## Data under study

******

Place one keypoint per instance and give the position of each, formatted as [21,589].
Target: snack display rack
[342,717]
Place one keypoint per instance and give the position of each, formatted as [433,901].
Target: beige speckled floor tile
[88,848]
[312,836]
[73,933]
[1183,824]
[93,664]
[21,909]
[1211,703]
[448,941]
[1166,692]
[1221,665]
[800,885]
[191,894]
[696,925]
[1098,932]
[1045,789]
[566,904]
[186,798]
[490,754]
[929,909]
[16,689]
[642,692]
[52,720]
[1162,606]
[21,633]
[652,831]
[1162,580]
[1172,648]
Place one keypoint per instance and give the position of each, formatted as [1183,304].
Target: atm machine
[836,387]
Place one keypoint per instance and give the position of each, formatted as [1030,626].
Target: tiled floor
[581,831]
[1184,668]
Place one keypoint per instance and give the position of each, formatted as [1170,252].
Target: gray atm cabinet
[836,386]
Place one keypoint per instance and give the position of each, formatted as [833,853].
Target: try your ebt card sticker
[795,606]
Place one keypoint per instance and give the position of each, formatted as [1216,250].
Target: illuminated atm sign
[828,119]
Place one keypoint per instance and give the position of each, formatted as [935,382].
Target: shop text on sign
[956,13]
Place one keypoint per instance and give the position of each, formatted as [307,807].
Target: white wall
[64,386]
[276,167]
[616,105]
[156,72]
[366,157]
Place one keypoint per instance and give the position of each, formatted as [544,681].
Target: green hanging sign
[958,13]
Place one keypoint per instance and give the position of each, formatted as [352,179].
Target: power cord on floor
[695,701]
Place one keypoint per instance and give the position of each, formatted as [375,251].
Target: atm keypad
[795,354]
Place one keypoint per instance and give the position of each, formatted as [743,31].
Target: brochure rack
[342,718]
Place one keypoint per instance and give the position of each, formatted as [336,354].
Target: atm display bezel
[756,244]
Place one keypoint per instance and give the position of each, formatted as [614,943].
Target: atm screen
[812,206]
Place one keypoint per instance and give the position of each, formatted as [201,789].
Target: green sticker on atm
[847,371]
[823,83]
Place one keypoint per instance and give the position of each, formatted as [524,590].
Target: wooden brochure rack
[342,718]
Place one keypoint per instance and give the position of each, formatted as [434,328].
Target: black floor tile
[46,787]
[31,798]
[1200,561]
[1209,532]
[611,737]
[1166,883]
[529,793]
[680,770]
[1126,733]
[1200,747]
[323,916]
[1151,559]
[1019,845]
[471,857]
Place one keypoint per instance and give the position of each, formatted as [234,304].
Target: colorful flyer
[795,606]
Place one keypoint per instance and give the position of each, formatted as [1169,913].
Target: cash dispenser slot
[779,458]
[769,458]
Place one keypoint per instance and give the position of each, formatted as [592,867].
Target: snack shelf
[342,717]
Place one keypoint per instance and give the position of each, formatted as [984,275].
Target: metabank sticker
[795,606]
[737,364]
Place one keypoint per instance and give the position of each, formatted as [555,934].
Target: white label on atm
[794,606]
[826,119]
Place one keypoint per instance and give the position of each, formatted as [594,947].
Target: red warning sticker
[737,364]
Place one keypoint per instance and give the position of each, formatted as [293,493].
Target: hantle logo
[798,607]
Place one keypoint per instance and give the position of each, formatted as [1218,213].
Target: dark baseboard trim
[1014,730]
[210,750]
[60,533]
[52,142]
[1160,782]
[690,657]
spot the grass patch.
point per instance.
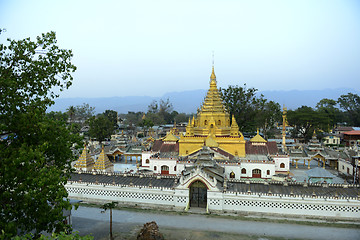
(239, 216)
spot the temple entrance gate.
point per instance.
(198, 194)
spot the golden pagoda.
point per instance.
(85, 161)
(103, 163)
(211, 127)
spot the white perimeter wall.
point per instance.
(219, 201)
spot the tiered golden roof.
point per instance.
(85, 161)
(102, 163)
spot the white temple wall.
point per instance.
(292, 205)
(155, 165)
(279, 160)
(232, 168)
(128, 195)
(345, 167)
(264, 167)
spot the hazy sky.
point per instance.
(150, 47)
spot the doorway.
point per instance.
(198, 194)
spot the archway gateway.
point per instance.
(198, 194)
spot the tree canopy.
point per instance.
(35, 149)
(251, 111)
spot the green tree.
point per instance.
(351, 104)
(110, 206)
(100, 127)
(71, 112)
(84, 112)
(250, 111)
(58, 116)
(35, 150)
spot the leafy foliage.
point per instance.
(35, 150)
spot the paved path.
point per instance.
(202, 222)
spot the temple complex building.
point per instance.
(211, 127)
(85, 161)
(211, 131)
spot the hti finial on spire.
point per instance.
(213, 77)
(213, 59)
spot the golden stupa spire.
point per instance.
(213, 76)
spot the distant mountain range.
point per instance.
(189, 101)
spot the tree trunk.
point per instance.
(111, 238)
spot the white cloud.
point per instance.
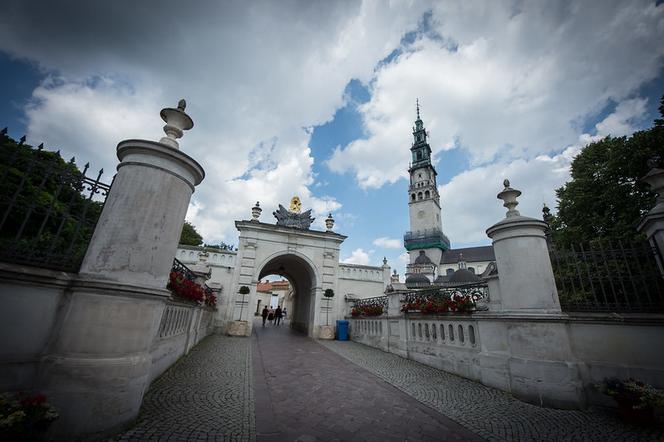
(359, 256)
(388, 243)
(507, 82)
(257, 76)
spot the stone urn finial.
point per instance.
(329, 222)
(177, 121)
(509, 196)
(256, 212)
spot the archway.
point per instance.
(302, 277)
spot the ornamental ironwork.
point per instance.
(48, 207)
(608, 276)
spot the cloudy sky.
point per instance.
(317, 99)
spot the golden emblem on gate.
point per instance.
(296, 204)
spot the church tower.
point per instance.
(426, 241)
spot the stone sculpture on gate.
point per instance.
(292, 218)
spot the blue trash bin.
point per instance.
(342, 330)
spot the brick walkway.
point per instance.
(305, 392)
(207, 395)
(282, 386)
(490, 413)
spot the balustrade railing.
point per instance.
(462, 297)
(48, 207)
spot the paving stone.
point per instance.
(207, 395)
(317, 395)
(490, 413)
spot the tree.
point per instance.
(48, 211)
(189, 235)
(605, 197)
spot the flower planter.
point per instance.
(636, 416)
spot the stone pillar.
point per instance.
(525, 275)
(527, 348)
(652, 225)
(98, 364)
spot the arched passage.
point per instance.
(302, 278)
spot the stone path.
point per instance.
(305, 392)
(282, 386)
(490, 413)
(207, 395)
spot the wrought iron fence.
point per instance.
(608, 276)
(48, 207)
(477, 292)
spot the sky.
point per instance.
(317, 99)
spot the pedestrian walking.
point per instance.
(264, 314)
(278, 315)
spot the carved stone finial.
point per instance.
(177, 121)
(256, 212)
(509, 196)
(289, 218)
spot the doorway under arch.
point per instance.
(302, 277)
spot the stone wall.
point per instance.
(35, 303)
(551, 361)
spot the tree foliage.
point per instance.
(189, 235)
(48, 216)
(605, 197)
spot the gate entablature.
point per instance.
(308, 258)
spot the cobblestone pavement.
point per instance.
(490, 413)
(207, 395)
(305, 392)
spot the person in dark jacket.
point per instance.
(264, 315)
(278, 314)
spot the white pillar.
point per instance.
(98, 365)
(526, 280)
(652, 225)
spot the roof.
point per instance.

******

When you reach the line containing "spot the leafy foliage." in the entries above, begin restating word for word, and stop once the line containing "spot the doorway under arch." has been given. Omit the pictures.

spot the leafy foliage.
point per instance.
(35, 150)
spot the paved path.
point per instance.
(202, 222)
spot the temple complex building.
point per instance.
(211, 127)
(85, 161)
(211, 131)
spot the hti finial on spire.
point per instance.
(213, 77)
(213, 59)
spot the golden stupa spire.
point per instance.
(213, 76)
spot the distant mountain range.
point per instance.
(189, 101)
spot the tree trunk.
point per instance.
(111, 238)
spot the white cloud.
point per instance.
(359, 256)
(388, 243)
(507, 82)
(257, 76)
spot the stone urn finial.
point per instance.
(329, 222)
(177, 121)
(509, 196)
(256, 212)
spot the archway.
point per instance.
(302, 277)
spot the ornamental ironwork.
point per instance.
(48, 207)
(608, 276)
spot the cloudy sky.
point per instance.
(317, 99)
spot the golden emblem on gate.
point per instance.
(296, 204)
spot the church tower.
point per instance.
(426, 241)
spot the stone sculpture on gate.
point per instance.
(292, 218)
spot the blue trash bin.
point per instance.
(342, 330)
spot the brick walkway.
point per instance.
(305, 392)
(207, 395)
(282, 386)
(490, 413)
spot the balustrade railing.
point per instance.
(462, 297)
(48, 207)
spot the paving stone.
point per instance.
(207, 395)
(317, 395)
(490, 413)
spot the tree.
point per instance.
(48, 211)
(189, 235)
(605, 197)
spot the flower planter.
point per instance.
(636, 416)
spot the stone pillar.
point per instance.
(525, 275)
(527, 348)
(652, 225)
(98, 364)
spot the arched passage.
point per instance.
(302, 278)
spot the stone path.
point per instance.
(305, 392)
(282, 386)
(490, 413)
(207, 395)
spot the wrought iron fence.
point per instance.
(608, 276)
(48, 207)
(477, 292)
spot the sky.
point per instance.
(317, 99)
spot the pedestrian walking.
point per instance.
(264, 314)
(278, 315)
spot the carved stone finial.
point per instance.
(177, 121)
(256, 212)
(509, 196)
(289, 218)
spot the doorway under arch.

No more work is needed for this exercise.